Required work
- 1) Which people does the blog excerpt name?
- 2) Could you write the next part of the blog excerpt, starting after the heading "Childhood Sweetheart?"
BEGIN Extract to read
Tuesday, September 14, 2004

Starting Over

And now it's time for the Most Awesome Thing I Saw on TV Last Week. The most awesome thing I saw on TV last week was the premiere of the second season of Starting Over, or as New Orleans Melissa calls it, "Old Lady Real World." This season, they are in Los Angeles, and they have brought in Oprah's buddy Iyanla Vanzant as a life coach. And that's awesome because she totally has taken over and last season's crazy-ass life coach, Rhonda, is relegated to the sidelines. And I predict it's a matter of weeks before Rhonda totally loses it. Also, there's one roommate, Deborah (pronounced De-BORE-ah) who is batshit crazy. She started out seeming like she was just outspoken and maybe a little rude. But now it turns out that she is pregnant (despite being premenopausal) and scheming to have a secret abortion, and also is trying to bully her fifteen-year-old daughter into doing something (arranging the abortion? Getting medical records?) through threats and intimidation. And next week, it looks like the shit will hit the fan when the rest of the house finds out what's going on. Did I mention that Deborah has threatened to leave the house twice already? In the first week? And that Iyanla had to clap her hands and yell, "Deborah!" to get her to shut up in their group meeting? And that she works out on the treadmill while wearing a fanny pack and dancing and singing to herself? And that she uses a fork to eat cotton candy from a bag? There's so much more that I could tell you, and I haven't even gotten into the other roommates. Check your local listings and find out when it's on in your area, and then watch it. Because it is awesome.

Tuesday, September 7, 2004

Childhood Sweetheart?
END Extract to read
BEGIN Exercise data
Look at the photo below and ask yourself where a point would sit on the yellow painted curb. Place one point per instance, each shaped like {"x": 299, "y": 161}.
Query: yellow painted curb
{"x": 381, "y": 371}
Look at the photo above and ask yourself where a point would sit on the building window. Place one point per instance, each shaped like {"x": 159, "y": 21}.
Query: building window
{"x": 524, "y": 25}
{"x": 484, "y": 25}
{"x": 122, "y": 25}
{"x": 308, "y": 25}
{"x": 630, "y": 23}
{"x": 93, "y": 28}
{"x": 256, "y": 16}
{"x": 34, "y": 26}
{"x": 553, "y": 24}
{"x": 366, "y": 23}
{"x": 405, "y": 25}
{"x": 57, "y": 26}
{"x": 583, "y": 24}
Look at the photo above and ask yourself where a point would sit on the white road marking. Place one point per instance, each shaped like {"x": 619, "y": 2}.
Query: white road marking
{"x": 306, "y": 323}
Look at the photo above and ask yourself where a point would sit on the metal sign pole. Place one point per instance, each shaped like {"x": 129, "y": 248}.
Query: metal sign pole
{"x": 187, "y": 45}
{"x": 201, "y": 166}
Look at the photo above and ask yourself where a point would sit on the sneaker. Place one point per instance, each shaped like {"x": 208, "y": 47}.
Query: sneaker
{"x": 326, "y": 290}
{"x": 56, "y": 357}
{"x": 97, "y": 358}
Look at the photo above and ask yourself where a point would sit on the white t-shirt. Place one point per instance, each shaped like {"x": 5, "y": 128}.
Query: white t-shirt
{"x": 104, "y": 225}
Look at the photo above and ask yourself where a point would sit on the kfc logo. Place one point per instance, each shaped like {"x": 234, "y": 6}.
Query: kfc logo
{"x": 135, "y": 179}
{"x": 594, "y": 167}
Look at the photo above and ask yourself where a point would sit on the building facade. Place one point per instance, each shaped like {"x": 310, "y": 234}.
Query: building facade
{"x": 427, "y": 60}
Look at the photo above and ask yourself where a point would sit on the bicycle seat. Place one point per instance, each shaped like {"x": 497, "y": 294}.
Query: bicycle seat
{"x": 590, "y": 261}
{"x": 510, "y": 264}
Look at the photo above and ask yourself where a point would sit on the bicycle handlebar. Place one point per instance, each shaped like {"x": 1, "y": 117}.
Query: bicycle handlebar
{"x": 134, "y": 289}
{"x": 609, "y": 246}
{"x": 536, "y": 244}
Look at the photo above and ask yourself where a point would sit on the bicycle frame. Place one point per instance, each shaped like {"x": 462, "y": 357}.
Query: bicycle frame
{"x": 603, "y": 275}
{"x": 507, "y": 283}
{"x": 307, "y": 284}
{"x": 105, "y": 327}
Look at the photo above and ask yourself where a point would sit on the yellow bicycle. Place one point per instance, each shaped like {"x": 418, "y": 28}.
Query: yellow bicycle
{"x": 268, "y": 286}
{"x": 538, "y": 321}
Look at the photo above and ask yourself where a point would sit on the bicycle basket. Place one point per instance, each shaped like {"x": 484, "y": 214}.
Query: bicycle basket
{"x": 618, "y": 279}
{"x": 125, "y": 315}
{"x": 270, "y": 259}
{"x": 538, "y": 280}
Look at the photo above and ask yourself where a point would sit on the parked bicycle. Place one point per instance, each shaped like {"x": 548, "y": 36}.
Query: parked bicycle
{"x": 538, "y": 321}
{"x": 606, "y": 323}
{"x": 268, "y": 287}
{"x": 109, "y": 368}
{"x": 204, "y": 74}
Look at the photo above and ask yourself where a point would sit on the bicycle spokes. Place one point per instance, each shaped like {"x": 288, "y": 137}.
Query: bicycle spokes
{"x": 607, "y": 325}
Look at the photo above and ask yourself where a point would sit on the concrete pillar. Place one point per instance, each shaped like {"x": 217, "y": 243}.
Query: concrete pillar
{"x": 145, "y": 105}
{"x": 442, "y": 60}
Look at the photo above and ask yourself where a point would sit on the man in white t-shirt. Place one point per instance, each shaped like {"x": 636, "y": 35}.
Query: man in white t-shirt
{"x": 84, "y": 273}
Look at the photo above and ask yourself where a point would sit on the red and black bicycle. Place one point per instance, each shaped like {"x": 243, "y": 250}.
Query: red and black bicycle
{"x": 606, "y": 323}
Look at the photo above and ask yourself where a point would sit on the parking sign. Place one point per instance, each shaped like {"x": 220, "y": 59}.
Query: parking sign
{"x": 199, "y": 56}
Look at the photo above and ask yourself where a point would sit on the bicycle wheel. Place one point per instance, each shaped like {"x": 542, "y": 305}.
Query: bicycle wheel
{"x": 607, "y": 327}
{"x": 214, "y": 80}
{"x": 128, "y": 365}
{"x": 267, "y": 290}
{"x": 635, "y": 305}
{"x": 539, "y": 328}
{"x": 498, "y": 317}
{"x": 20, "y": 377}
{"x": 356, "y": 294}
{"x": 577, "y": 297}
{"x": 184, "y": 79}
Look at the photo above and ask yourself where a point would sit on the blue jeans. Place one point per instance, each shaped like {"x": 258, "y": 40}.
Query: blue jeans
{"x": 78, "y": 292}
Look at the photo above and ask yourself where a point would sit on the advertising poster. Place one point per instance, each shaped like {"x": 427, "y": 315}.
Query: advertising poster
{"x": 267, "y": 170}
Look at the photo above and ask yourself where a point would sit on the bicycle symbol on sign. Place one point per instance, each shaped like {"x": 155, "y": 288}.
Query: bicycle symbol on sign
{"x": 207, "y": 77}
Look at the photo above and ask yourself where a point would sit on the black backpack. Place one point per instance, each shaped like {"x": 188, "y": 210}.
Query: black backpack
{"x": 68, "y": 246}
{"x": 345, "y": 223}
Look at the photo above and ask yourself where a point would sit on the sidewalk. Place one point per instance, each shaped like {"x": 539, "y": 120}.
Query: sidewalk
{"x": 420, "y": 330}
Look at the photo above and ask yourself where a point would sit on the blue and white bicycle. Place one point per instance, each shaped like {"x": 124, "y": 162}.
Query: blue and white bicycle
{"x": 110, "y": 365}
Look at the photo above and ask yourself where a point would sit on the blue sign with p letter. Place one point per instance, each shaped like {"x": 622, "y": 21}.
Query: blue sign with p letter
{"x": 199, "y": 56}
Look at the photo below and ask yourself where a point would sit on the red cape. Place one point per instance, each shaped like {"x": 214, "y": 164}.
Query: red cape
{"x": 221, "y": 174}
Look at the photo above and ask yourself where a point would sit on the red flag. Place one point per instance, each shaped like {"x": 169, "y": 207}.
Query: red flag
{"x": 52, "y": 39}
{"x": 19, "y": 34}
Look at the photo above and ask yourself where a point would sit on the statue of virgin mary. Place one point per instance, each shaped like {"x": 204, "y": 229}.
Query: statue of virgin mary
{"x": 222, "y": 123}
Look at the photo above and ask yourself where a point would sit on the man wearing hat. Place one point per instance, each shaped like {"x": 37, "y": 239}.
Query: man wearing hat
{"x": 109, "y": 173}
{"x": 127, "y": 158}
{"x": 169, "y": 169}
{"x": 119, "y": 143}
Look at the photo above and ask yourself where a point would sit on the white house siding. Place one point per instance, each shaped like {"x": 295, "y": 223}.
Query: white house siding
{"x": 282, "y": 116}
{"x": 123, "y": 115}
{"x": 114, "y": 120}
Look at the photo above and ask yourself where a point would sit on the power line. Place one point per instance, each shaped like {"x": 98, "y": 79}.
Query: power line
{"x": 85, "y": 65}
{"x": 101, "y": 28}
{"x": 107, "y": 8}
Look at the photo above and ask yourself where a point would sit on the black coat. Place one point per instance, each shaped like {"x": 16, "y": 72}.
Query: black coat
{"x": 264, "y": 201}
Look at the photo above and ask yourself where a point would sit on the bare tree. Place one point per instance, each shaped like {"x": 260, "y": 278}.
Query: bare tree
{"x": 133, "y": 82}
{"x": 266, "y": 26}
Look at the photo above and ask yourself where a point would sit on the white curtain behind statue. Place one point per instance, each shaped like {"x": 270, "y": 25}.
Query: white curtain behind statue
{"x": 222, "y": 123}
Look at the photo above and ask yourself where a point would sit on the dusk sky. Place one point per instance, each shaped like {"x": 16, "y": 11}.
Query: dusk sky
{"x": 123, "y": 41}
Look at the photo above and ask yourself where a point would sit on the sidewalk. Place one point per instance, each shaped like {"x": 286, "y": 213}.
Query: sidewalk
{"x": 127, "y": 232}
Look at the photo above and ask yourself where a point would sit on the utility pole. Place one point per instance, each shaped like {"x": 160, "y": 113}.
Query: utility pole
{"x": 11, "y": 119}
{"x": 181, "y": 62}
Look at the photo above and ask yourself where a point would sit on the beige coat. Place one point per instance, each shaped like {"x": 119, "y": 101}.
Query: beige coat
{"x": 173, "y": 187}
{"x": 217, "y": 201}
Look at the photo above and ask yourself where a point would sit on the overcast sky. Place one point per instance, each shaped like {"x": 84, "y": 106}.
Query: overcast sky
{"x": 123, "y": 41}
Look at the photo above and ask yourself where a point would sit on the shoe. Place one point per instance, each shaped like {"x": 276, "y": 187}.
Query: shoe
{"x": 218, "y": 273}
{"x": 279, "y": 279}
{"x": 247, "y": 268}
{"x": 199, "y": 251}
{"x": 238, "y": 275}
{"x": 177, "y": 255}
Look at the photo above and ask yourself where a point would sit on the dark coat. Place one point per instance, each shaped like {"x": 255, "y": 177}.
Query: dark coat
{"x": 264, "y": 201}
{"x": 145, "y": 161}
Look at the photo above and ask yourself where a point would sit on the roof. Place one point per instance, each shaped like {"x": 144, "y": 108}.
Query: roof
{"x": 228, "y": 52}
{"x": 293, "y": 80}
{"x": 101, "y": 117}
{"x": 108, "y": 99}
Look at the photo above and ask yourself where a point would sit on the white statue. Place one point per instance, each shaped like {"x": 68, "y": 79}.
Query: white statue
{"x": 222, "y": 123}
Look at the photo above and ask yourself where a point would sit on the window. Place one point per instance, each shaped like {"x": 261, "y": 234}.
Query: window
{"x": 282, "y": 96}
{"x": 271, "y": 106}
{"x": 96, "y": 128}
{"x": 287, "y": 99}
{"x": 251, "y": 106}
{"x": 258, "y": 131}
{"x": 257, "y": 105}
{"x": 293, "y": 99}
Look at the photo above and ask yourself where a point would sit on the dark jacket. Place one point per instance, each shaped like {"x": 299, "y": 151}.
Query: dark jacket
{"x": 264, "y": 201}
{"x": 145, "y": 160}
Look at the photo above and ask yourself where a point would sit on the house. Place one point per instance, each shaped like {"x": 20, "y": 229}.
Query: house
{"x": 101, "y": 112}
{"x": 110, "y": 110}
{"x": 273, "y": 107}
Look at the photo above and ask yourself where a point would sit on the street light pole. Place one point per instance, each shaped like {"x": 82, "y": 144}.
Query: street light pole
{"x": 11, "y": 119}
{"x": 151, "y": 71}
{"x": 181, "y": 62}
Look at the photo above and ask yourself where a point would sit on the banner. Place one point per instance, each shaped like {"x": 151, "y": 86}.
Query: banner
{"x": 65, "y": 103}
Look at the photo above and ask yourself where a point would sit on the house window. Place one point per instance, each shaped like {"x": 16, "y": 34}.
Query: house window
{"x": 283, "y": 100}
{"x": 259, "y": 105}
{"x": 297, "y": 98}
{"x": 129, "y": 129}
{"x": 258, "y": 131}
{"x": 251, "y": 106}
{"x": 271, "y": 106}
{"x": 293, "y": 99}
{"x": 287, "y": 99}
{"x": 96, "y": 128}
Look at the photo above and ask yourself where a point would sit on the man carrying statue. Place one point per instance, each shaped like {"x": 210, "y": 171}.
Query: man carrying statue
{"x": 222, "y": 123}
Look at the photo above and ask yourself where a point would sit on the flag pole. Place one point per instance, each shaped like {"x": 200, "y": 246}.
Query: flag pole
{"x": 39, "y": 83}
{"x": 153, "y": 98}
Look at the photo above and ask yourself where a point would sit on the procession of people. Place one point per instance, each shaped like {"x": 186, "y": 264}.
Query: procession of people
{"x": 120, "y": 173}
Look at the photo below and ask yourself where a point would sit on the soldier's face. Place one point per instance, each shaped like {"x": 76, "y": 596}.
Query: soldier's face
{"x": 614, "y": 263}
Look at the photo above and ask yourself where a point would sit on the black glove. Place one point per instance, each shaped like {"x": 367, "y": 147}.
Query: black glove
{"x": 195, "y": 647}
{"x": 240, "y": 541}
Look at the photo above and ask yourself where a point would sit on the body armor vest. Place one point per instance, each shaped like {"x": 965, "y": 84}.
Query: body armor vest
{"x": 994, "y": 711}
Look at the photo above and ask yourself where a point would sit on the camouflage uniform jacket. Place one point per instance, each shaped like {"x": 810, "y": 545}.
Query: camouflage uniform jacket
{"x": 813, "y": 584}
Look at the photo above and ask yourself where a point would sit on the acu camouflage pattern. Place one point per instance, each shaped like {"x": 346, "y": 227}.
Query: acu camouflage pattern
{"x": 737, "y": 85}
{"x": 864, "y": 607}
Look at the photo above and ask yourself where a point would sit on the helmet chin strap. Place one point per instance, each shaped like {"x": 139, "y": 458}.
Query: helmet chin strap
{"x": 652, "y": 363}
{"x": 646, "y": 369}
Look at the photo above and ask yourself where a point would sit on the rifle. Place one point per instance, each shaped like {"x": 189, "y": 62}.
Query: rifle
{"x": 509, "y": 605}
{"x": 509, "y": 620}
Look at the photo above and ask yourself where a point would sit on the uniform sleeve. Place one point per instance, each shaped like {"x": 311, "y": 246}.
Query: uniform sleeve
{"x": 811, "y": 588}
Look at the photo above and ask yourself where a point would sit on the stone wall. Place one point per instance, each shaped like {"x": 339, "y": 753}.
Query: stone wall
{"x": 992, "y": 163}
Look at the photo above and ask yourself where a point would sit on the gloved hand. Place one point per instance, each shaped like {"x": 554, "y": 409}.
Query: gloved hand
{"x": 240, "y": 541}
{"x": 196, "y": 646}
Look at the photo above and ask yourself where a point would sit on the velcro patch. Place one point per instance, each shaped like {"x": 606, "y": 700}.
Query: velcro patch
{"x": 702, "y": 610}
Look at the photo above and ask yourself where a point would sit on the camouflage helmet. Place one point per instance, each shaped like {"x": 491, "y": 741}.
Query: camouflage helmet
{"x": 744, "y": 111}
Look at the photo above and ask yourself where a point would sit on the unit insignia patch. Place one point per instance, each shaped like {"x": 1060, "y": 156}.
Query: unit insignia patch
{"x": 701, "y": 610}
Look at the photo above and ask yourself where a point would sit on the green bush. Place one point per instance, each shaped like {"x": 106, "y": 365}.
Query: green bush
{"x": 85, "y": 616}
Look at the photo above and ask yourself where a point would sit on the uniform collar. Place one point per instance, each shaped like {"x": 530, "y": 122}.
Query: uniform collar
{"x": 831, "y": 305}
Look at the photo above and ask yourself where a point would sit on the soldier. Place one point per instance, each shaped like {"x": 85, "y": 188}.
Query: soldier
END Exercise data
Answers by task
- 1) New Orleans Melissa, Oprah, Iyanla Vanzant, Rhonda, Deborah

- 2)
And now it's time for the triumphant return of the Most Awesome Thing I Saw on TV Last Week. The most awesome thing I saw on TV last week was a made-for-TV movie on my beloved Lifetime Movie Network called Childhood Sweetheart?, and you know it's awesome because there is a punctuation mark in the title. Anyway, it starred Half Pint Ingalls (of course) as a woman who was kidnapped at the age of ten and presumed dead. So she shows back up as an adult and tries to reconcile with her boyfriend, like, who waits around fifteen years or whatever for their presumed dead ten-year-old girlfriend? Losers, that's who. Her mom is also psyched to see her, but her dad isn't buying it and starts investigating to make sure it's really her. I guess back then they didn't have Maury to do the DNA tests. So then Half Pint starts acting all fishy and steals money from her mother to get a passport, and as a viewer, you don't know if she's legit or not, but her story is that her kidnapper killed his daughter, so Half Pint killed her kidnapper and escaped. Five years ago. And no one (except the dad and the cops) cares what she was doing wandering around for five years. Anyway, as you might expect, the shit hits the fan and Half Pint's dad confronts her, and then suddenly her dad is dead and the viewer is supposed to wonder if she killed him, but I guess she didn't, although now that I think about it, they never really explained it. And then her boyfriend gets suspicious of her and finally has DNA testing done using a lock of hair he had from when Half Pint was a girl, and he also thinks to get the kidnapper's body exhumed, as well as that of the kidnapper's daughter, like, what is this, Days of Our Lives with all the exhumations? Well, it turns out that the body in the grave was the real Half Pint. So Fake Half Pint thinks that she's the kidnapper's daughter (apparently she has some memory loss and doesn't know, although the details were fuzzy) and she's all bummed out, but then she finds out that her DNA doesn't match the kidnapper's and so she's just another victim! And then she fights with her boyfriend, and stabs him, but then he forgives her even though she's totally not his childhood sweetheart and they decide to get married, even though they are complete strangers. And it was awesome.